▶ _Action item 1_
According to the library list system write-up, which technologies did the list editing and management software use?
▶ _Action item 2_
Print the part of the library list system write-up that opens with the words containing "This was not" and closes with "(JS, PHP, MySQL)".
▶ _Action item 3_
Continue the library list system write-up past its final sentence.

Library List System

What do you do when the system that you’re using doesn’t work, you make a new one.

The library needed a way to create lists and display them on the website, I could have started everything from scratch but, the catalog system already had a way to make lists, there was just no way to get the out.

Step One: Write a program to get the lists out of the catalog.

This was not to difficult, I created a screen scraper in JS that first checked to see if you were a staff member via the catalogs API; why not get the list data from the API, it wasn’t there. So now that the program had the data gathered up, it created a download button that packages the data as XML. Now the user had their list as an XML file, this is where the real program begins.

Step Two: Write list editing and management software

We needed a way to get that XML data into our website, which could have been as easy as pulling in the file, parsing it and exporting the data to a template, but we also needed a way to edit the data, so I decided to make some management software. (JS, PHP, MySQL)

▶ _Record set_

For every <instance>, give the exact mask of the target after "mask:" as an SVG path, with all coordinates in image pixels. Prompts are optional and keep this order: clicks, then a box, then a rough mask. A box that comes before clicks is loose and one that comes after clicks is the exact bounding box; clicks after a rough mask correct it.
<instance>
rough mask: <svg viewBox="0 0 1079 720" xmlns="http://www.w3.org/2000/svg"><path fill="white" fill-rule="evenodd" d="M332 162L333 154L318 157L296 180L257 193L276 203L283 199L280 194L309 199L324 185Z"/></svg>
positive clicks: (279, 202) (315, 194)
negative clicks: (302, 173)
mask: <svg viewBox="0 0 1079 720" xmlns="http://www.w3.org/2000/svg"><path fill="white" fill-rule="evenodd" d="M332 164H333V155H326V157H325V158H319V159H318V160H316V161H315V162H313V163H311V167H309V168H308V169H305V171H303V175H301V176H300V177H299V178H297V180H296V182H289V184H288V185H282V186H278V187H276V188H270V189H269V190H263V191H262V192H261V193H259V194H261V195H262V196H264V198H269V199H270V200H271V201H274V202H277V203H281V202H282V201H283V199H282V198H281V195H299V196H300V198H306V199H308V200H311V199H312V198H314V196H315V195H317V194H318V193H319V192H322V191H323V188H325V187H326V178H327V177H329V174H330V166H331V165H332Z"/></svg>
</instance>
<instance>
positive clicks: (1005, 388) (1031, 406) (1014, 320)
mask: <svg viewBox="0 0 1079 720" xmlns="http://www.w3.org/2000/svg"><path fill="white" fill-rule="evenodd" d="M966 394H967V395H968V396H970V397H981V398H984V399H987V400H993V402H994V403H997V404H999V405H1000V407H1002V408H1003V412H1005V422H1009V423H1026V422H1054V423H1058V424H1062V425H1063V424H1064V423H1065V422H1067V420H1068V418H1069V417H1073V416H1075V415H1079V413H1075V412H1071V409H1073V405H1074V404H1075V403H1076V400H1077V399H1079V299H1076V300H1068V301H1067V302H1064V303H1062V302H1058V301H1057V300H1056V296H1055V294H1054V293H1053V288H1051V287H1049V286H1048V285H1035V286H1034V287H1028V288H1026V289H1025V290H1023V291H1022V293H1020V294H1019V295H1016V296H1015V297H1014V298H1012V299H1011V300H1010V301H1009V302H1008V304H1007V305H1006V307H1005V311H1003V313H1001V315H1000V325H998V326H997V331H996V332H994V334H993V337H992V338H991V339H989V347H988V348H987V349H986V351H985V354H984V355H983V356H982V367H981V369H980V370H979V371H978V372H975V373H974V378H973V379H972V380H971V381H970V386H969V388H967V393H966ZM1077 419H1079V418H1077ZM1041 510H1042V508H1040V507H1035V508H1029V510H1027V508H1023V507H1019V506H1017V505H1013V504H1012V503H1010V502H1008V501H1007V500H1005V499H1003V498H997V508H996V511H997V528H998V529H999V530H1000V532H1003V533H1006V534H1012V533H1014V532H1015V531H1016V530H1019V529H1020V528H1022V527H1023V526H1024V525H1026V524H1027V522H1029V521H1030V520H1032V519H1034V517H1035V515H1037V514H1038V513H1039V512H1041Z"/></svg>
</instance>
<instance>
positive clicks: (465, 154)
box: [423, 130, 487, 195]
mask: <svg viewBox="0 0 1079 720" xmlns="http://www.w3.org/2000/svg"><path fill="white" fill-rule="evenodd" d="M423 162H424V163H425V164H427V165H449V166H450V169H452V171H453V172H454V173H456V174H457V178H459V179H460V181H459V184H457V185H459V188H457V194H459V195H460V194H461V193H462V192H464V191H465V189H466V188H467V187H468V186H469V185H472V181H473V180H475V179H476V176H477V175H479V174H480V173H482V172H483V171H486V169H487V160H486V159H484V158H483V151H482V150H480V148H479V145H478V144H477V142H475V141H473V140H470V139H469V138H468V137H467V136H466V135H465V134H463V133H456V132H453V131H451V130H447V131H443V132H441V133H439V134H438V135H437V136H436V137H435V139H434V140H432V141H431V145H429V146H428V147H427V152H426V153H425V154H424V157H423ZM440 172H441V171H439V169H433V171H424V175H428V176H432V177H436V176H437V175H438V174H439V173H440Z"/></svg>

▶ _Answer space 1_
JS, PHP, and MySQL.

▶ _Answer space 2_
This was not to difficult, I created a screen scraper in JS that first checked to see if you were a staff member via the catalogs API; why not get the list data from the API, it wasn’t there. So now that the program had the data gathered up, it created a download button that packages the data as XML. Now the user had their list as an XML file, this is where the real program begins.

Step Two: Write list editing and management software

We needed a way to get that XML data into our website, which could have been as easy as pulling in the file, parsing it and exporting the data to a template, but we also needed a way to edit the data, so I decided to make some management software. (JS, PHP, MySQL)

▶ _Answer space 3_
At the library we use Microsoft Active Directory for our authorization so I figured that would make the most sense, I found a AD PHP library and built an auth system. Next I needed a way to get the data from the XML into the database. Build an input system, upload the xml file, keep it in a temp folder while we read and parse the file then bring up a editing screen to make any changes before saving it.

Save the new list and you’re taken to the main list. From here you can sort, add, edit, view, draft or delete lists.

Show and sort all lists

When editing a list you’re taken to the editing screen where you can also add to your list, delete items from your list or sort you’re list.

Editing List
Sorting list items

When you are ready for a list to be shown on the website you can undraft it.

Step Three: Showing on the website

Now that the data has been uploaded edited and saved, it’s time to display it to the public. The Library website has many ways to display this data, but the main one is the Lists and Suggestions page; which connects to the database and displays all the non-drafted lists. First in a sortable thumbnail grid view with the first three item images per list used at the thumbnails.

Then in a details view when you click on a list.

Each of these items links to the catalog or you can place it on hold directly by click on “Place Hold” button. The status of of the item is also displayed via a call to the catalogs API.

Conclusion

Before this system the library staff would create lists by searching the catalog and copying and pasting the contents into an html template, since implementing this application the number of list creator has doubled and the number of lists has grown exponentially.